SOURCE EXCERPT
THAT I am unable to remember the details of events and conversations that I might have had in 2003, due to the passage of time. I am unable to recall the contact information of many relevant witnesses with whom I would have been interacting in 2003. I am also unable to locate these witnesses due to the fact that I have had no contact with them since I left Canada. In addition to this, all business records, invoices, and other documents that I would have tendered in support of my defence have been lost or destroyed, given the number of years that have elapsed.

 

[182]     In his written submissions, Gill explains the impact of the prejudice on his fair trial interests at paragraph 90 as follows:

The risk of prejudice to an accused’s fair trial rights may be presumed or inferred from delay. In this case, the prejudice to the Applicant is obvious, in the form of the impact upon his fair trial interests. The Applicant’s matter is one which involves events and allegations from over 11 years ago. More specifically, the crux of the case will come down to the interpretation of the intercepted private communications in conjunction with the rest of the case, including surveillance and seizures of cocaine on certain dates. Eleven years later, the Applicant is forced to attempt to reconstruct memories of what he was doing or saying at a particular time, to assist in his own defense. Records and supporting documents that might corroborate his story are no longer available. Memories have grown dim, if not now completely non-existent, of conversations and what the Applicant might have been doing on a given date. The Applicant cannot be expected to have an accurate recollection or any recollection at all, of events that took place over 11 years ago.

 

[183]     The Crown submits that credibility cannot be a significant issue in this case and that further, the substance of the evidence consists of “real, unchanged evidence, uneroded by the passage of time.”  It was submitted Gill would be able to make full answer and defence from a review of the uneroded evidence disclosed by the Crown.

[184]     The Crown further submits that any inferred prejudice has been rebutted and any actual prejudice has not been established when one examines the nature of the Crown evidence in this case. The reliability of the evidence of the wiretaps, surveillance evidence, photographs and the like would not deteriorate over the passage of time.

[185]     In particular, the Crown relies upon the Bains decision where at paragraph 64 the Court commented on the impact of the passage of time with respect to otherwise enduring evidence as follows:

The circumstances of this case were significantly different in terms of prejudice. Godin involved prejudice from the nature of the evidence which would likely deteriorate over time and from the late disclosure of exculpatory evidence. The nature of the evidence in this case was from authorized wiretap and search warrants that were in an enduring form. The passage of time would not have affected the reliability of the evidence, and if admissible, would likely result in a conviction.

 

[186]     I note that in the Bains decision, the total delay was 45 months, of which the trial judge found that Bains had implicitly waived seven months of the delay. In addition, the Court expressly noted at paragraph 65 that the trial judge made no finding of actual prejudice which was not challenged on appeal.

[187]     It may well be that the Crown’s case has been uneroded by the passage of time. The same cannot be said for the human memory. Gill has affirmed that as a result of the length of the delay in this case, his memory has been impacted and he is unable to make full answer and defence.

ROWS
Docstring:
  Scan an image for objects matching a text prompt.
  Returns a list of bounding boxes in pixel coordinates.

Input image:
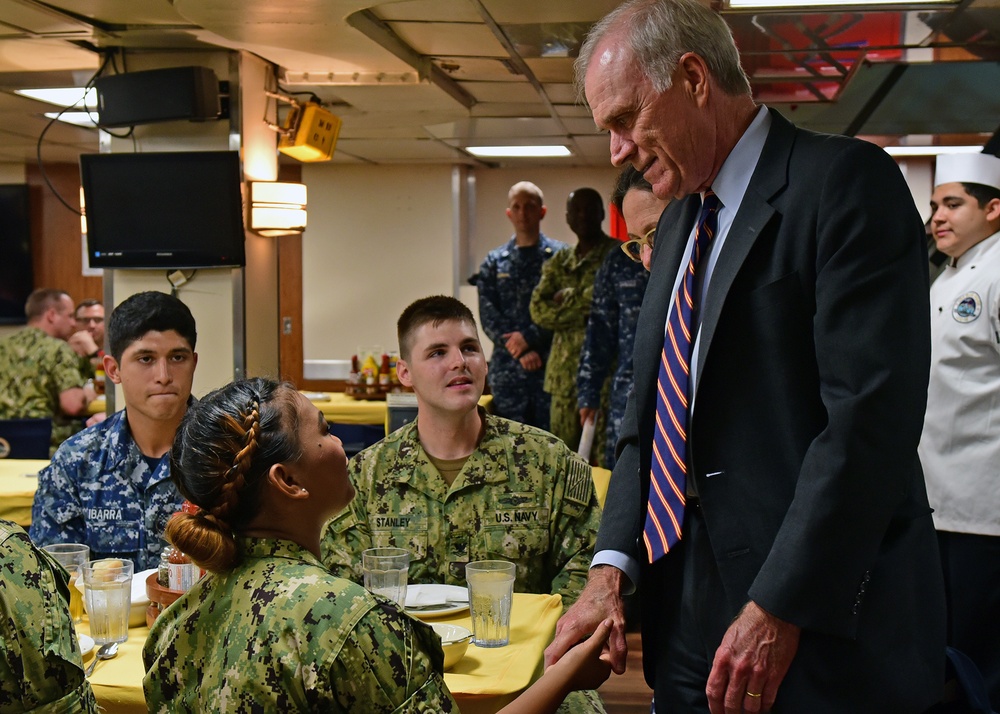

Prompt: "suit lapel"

[695,110,794,394]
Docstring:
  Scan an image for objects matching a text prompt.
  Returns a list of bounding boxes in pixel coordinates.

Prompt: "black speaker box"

[94,67,221,127]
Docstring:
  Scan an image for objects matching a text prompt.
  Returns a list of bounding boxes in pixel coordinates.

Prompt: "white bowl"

[430,622,472,669]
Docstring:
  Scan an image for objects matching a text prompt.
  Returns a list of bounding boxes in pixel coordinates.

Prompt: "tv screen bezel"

[80,151,246,270]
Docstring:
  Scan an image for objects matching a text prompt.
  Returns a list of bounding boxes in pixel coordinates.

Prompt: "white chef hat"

[934,154,1000,189]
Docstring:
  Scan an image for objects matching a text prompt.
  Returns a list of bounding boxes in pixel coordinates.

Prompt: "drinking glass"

[361,548,410,607]
[80,558,133,645]
[42,543,90,622]
[465,560,515,647]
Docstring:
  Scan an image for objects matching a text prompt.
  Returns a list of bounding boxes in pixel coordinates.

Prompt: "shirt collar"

[712,106,771,210]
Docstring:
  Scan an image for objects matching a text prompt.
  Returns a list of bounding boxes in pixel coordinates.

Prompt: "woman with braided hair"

[143,378,610,714]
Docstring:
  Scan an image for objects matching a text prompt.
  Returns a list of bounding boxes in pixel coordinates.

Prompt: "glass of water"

[80,558,133,645]
[361,548,410,607]
[465,560,515,647]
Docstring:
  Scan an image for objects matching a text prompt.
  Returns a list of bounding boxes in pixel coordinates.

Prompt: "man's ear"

[103,354,122,384]
[396,357,413,389]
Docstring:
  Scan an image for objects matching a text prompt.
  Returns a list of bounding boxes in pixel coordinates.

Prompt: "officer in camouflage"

[0,288,96,451]
[322,295,603,712]
[576,165,667,469]
[476,181,566,429]
[143,378,458,714]
[530,188,619,452]
[31,292,198,572]
[0,520,98,714]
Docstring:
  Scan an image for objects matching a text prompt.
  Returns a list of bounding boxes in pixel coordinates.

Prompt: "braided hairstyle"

[165,377,302,573]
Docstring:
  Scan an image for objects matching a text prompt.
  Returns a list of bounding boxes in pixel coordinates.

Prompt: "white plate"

[406,584,469,618]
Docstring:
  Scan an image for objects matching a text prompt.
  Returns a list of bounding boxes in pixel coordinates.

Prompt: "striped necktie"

[643,191,720,563]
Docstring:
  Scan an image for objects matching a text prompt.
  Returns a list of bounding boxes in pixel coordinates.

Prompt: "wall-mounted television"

[0,184,34,325]
[80,151,246,268]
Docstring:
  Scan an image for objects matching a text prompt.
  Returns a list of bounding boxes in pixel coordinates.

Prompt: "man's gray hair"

[573,0,750,96]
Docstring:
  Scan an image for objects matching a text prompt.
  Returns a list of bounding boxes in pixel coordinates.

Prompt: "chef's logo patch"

[951,292,983,322]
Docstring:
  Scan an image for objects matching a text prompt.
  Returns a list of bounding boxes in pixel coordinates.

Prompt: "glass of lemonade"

[361,548,410,607]
[80,558,133,645]
[42,543,90,622]
[465,560,515,647]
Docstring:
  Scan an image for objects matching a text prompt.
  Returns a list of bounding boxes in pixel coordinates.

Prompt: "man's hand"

[66,330,100,357]
[705,600,801,714]
[503,332,531,359]
[545,565,628,674]
[518,350,542,372]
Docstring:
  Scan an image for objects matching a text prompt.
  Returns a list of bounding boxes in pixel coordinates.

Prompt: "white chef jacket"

[919,233,1000,536]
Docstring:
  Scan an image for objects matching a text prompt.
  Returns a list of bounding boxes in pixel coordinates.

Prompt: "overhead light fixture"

[14,87,97,109]
[729,0,958,10]
[45,112,97,129]
[885,146,983,156]
[465,144,572,158]
[250,181,306,237]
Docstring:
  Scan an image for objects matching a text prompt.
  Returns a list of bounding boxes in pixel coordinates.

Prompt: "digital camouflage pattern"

[142,538,458,714]
[0,327,87,450]
[530,236,621,449]
[322,410,601,606]
[476,233,567,429]
[0,520,98,714]
[31,410,184,572]
[576,250,649,469]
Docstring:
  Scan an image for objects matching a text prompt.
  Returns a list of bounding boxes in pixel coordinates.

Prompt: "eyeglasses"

[622,227,656,263]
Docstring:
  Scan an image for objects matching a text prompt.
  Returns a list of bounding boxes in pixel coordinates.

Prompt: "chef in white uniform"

[919,154,1000,710]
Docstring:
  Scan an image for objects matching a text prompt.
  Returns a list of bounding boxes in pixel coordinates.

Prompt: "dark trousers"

[938,531,1000,711]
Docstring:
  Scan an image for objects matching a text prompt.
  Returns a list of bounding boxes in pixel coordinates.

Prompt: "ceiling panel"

[462,82,542,104]
[389,22,507,57]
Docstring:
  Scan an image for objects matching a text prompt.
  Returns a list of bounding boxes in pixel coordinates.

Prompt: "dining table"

[0,459,49,529]
[78,593,562,714]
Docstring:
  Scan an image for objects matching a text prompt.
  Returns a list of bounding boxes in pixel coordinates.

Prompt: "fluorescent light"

[14,87,97,109]
[465,145,572,157]
[729,0,958,10]
[45,112,97,129]
[885,146,983,156]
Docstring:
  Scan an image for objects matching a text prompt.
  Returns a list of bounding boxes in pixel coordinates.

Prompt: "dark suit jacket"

[597,111,944,712]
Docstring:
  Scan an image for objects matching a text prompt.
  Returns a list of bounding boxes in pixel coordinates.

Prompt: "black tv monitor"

[0,184,34,325]
[80,151,246,268]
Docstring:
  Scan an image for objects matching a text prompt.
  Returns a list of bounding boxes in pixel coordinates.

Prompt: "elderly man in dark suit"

[547,0,945,714]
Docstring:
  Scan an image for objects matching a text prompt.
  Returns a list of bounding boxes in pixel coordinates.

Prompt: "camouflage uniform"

[31,410,183,572]
[476,233,567,429]
[0,327,86,451]
[0,520,98,714]
[142,538,458,714]
[322,410,601,605]
[531,236,621,452]
[576,250,649,469]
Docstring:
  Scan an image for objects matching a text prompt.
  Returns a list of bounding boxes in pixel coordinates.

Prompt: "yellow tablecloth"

[79,593,562,714]
[77,616,149,714]
[0,459,49,528]
[303,392,493,425]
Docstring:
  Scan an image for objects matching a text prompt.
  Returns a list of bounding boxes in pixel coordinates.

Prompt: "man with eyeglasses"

[576,166,668,469]
[69,298,104,379]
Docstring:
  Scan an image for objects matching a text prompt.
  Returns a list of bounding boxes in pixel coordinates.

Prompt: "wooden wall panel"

[25,163,104,303]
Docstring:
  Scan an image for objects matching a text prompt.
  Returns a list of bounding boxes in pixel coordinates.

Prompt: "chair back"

[0,419,52,459]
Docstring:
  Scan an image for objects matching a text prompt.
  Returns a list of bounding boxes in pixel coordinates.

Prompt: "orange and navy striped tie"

[643,191,720,563]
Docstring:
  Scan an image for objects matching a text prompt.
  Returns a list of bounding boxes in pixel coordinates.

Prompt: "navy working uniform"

[31,410,183,572]
[576,250,649,469]
[476,233,567,429]
[0,520,98,714]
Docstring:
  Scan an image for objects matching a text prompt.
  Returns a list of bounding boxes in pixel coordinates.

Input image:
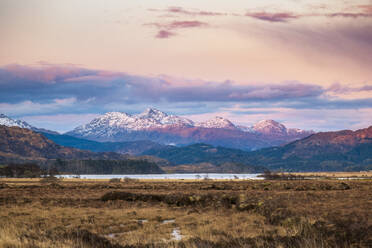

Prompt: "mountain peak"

[253,120,287,134]
[196,116,236,129]
[138,108,168,119]
[0,114,34,129]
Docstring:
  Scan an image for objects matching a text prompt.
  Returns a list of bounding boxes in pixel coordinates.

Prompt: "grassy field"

[0,178,372,248]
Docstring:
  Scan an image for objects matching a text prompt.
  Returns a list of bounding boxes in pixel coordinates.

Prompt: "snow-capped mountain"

[0,114,34,129]
[252,120,287,135]
[251,120,314,136]
[0,114,58,134]
[67,108,194,137]
[66,108,311,150]
[195,116,237,129]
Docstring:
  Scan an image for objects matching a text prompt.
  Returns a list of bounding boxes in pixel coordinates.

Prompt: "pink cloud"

[245,12,300,22]
[155,30,177,39]
[144,20,209,39]
[148,7,227,16]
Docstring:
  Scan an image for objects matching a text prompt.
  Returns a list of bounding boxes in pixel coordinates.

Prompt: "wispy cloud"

[144,20,209,39]
[155,30,177,39]
[245,12,301,22]
[149,6,227,16]
[0,65,372,130]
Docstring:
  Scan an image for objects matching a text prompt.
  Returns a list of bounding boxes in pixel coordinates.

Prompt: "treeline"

[0,159,164,178]
[53,159,164,174]
[0,163,58,178]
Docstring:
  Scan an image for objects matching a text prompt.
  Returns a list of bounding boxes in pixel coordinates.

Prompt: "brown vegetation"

[0,178,372,247]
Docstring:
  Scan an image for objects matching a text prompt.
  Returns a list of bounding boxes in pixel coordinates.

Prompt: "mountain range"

[144,126,372,171]
[66,108,314,150]
[0,125,163,174]
[0,120,372,173]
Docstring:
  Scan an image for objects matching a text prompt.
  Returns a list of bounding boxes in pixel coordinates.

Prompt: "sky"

[0,0,372,132]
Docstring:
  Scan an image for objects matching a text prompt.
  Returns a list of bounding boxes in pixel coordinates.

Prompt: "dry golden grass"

[292,171,372,179]
[0,179,372,248]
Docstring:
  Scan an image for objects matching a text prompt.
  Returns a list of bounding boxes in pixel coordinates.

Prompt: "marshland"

[0,178,372,248]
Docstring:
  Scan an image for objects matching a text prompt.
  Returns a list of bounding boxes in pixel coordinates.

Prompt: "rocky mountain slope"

[0,114,58,134]
[247,126,372,171]
[145,126,372,171]
[41,133,164,155]
[0,125,163,174]
[66,108,313,150]
[0,125,127,161]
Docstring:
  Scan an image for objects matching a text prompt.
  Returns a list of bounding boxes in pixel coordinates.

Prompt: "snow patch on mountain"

[195,116,237,129]
[71,108,194,137]
[0,114,34,129]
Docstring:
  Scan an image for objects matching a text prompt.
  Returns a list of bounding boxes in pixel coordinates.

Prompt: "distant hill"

[42,133,164,155]
[66,108,313,150]
[0,114,58,134]
[247,126,372,171]
[144,126,372,171]
[0,125,162,173]
[143,143,265,173]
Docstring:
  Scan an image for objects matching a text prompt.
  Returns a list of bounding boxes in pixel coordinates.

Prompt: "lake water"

[60,173,262,180]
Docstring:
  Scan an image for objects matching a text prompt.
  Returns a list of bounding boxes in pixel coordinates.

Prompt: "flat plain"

[0,178,372,248]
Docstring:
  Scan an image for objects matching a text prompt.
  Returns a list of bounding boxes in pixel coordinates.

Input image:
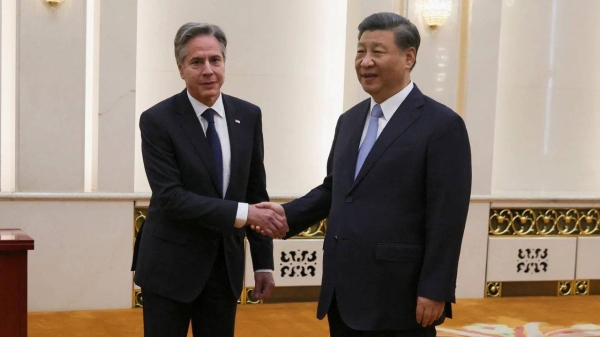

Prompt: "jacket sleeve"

[283,115,343,239]
[417,114,471,302]
[245,110,274,270]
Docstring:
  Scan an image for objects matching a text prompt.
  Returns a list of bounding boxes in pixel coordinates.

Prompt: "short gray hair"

[358,12,421,70]
[174,22,227,64]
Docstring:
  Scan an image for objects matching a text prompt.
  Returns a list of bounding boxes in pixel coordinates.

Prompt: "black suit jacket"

[284,86,471,330]
[134,90,273,302]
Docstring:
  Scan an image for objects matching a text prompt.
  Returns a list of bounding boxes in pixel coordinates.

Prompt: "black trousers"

[142,245,238,337]
[327,294,436,337]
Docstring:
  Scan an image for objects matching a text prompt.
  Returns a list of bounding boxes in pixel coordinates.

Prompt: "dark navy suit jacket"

[134,90,273,302]
[284,86,471,330]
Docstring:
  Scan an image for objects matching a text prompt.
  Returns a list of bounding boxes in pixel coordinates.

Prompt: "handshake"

[246,202,289,239]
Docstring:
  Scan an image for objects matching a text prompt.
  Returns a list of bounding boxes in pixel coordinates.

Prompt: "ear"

[404,47,417,69]
[177,62,185,80]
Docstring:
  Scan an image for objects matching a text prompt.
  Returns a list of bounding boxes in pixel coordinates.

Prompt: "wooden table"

[0,229,33,337]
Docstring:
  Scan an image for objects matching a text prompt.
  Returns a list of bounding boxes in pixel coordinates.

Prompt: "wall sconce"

[422,0,452,28]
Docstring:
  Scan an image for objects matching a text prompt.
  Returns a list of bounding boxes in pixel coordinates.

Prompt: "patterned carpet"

[437,323,600,337]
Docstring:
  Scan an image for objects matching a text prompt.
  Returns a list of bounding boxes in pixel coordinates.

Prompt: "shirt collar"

[186,90,225,118]
[371,81,415,121]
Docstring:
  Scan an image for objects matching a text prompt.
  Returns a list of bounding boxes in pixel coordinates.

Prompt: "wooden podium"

[0,229,33,337]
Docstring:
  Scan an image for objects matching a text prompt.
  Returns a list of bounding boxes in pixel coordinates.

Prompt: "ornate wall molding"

[489,208,600,236]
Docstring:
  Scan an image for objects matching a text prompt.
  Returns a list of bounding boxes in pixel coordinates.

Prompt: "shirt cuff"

[234,202,248,228]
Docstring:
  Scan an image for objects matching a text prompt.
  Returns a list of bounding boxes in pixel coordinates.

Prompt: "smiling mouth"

[362,74,377,81]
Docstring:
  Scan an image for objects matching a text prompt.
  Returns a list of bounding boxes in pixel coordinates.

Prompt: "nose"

[360,54,373,68]
[202,60,214,76]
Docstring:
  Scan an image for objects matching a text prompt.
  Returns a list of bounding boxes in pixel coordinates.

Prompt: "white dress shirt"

[359,81,415,149]
[188,91,248,228]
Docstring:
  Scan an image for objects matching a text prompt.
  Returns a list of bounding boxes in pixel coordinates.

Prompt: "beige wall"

[493,0,600,194]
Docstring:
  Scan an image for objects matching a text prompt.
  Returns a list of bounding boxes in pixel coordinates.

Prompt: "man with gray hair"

[256,13,471,337]
[134,23,287,337]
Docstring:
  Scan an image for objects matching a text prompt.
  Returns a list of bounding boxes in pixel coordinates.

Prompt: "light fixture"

[422,0,452,28]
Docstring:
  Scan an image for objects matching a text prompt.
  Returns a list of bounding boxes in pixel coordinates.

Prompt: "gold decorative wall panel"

[489,208,600,236]
[485,280,600,297]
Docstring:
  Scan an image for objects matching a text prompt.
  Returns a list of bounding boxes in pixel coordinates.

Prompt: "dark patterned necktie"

[202,108,223,192]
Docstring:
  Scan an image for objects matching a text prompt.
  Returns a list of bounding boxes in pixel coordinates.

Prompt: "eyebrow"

[356,42,383,47]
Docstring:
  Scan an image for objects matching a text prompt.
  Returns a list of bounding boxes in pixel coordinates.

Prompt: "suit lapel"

[177,90,223,197]
[350,85,424,190]
[341,99,371,186]
[223,94,245,199]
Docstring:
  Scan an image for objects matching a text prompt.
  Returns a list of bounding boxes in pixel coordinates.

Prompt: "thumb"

[254,202,270,208]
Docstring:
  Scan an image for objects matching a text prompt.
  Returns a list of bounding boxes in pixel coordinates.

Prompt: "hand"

[417,297,444,327]
[251,272,275,301]
[250,202,289,238]
[247,203,289,239]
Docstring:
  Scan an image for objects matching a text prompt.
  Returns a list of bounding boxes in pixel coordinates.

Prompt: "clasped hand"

[247,202,289,239]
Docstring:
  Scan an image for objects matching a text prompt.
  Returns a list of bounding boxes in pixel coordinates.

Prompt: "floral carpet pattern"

[437,323,600,337]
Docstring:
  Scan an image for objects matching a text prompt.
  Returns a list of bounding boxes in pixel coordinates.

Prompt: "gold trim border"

[484,280,600,298]
[488,208,600,236]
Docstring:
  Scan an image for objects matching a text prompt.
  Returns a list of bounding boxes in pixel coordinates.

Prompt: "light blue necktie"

[354,104,383,179]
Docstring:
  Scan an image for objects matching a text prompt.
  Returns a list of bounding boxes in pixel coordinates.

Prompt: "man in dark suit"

[256,13,471,337]
[135,23,286,337]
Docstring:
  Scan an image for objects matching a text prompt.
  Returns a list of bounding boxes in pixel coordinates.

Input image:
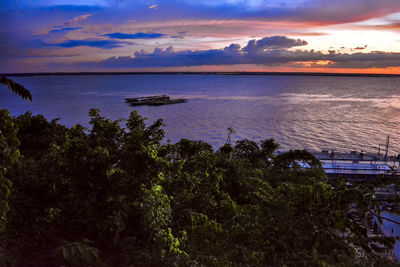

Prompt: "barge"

[125,95,188,106]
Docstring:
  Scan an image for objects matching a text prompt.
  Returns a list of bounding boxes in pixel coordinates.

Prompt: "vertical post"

[383,134,390,161]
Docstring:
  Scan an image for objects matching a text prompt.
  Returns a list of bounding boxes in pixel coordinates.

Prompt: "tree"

[0,76,32,101]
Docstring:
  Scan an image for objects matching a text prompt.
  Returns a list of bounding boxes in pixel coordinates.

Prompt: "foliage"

[0,76,32,101]
[0,110,393,266]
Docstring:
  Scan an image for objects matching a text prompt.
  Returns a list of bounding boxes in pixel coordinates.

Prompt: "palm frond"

[0,76,32,101]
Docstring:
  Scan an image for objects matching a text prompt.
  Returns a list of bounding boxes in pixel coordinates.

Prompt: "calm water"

[0,75,400,154]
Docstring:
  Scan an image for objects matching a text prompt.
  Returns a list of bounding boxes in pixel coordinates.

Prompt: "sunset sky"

[0,0,400,74]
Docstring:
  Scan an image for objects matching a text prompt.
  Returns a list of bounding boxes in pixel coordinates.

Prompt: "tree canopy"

[0,76,32,101]
[0,110,394,266]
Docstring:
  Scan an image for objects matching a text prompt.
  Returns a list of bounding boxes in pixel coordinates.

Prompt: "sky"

[0,0,400,74]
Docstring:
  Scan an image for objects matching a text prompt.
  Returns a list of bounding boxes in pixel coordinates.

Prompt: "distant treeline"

[0,110,394,266]
[0,71,400,77]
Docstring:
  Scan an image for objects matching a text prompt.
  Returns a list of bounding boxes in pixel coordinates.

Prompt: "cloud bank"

[79,36,400,68]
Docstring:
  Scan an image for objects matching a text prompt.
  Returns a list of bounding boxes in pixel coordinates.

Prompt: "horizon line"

[0,71,400,77]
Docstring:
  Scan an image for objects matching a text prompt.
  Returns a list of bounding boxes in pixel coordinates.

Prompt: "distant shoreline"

[0,71,400,77]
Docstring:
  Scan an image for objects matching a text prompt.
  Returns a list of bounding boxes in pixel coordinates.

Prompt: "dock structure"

[312,150,399,180]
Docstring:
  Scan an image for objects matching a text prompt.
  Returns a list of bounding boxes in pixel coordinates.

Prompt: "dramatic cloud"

[49,27,82,33]
[49,40,131,49]
[82,36,400,68]
[104,32,165,39]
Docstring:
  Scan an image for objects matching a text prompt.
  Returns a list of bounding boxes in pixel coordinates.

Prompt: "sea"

[0,74,400,260]
[0,74,400,155]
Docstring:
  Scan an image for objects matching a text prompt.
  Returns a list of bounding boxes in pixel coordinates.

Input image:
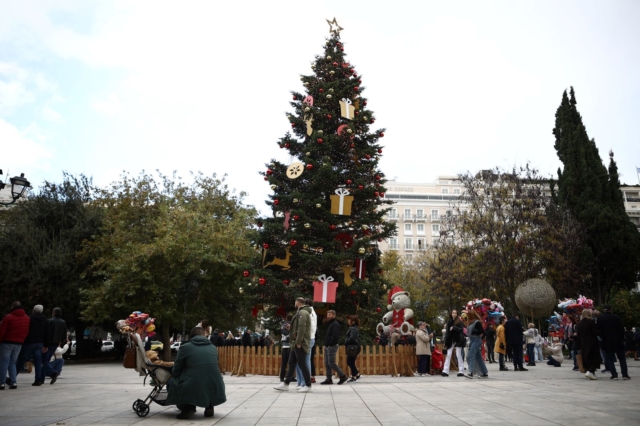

STATED TASK 1
According to the excerpt on trial delay, what was the total delay in the Bains decision?
STATED TASK 2
Resume the excerpt on trial delay and prejudice right after its last sentence.

EXERCISE RESPONSE 1
45 months

EXERCISE RESPONSE 2
[188]     It is well accepted that the passage of time normally hinders, not helps, the ability of a witness to recall past events. Witness recall can be aided through the making of notes and other aids, but that is not the case in relation to Gill. When Gill returned from India to Canada in July 2013, that was the first time, he affirms, that he was ever aware that he was facing a serious conspiracy to import allegation.

[189]     The Arsenault case closely reflects the situation facing Gill. In Arsenault, the Court commented on witness’s memory loss over an extended period of time, and of the danger of that memory loss to fair trial interests, at paragraph 90 as follows:

The Crown says that the frailties that emerge in a witness's memory over time enure to the Crown's detriment and to the accused's benefit because the Crown has the burden of proof at trial. I disagree. Exculpatory evidence is forgotten just as easily as inculpatory evidence. The potentially harmful effect of a wrongful conviction upon an accused, and upon the administration of justice, arising as a result of a witness's poor memory is much greater than the effect upon the Crown of an acquittal arising from the same cause.

 

[190]     It is clear that proof of actual prejudice to the right to make full answer and defence is not always required to establish a s. 11(b) violation (Godin, paragraphs 37 and 38). Even the risk of prejudice to Gill’s ability to make full answer and defence as a result of the lengthy delay in this case is enough to establish the violation.

[191]     I find in this case that Gill has established an actual risk to his ability to make full answer and defence arising from the long delay of 10 years and two months from the date the conspiracy Information was sworn until trial. The actual prejudice is all the more worrisome when factoring in the total time from investigation commencement to trial of 11 years and nine months.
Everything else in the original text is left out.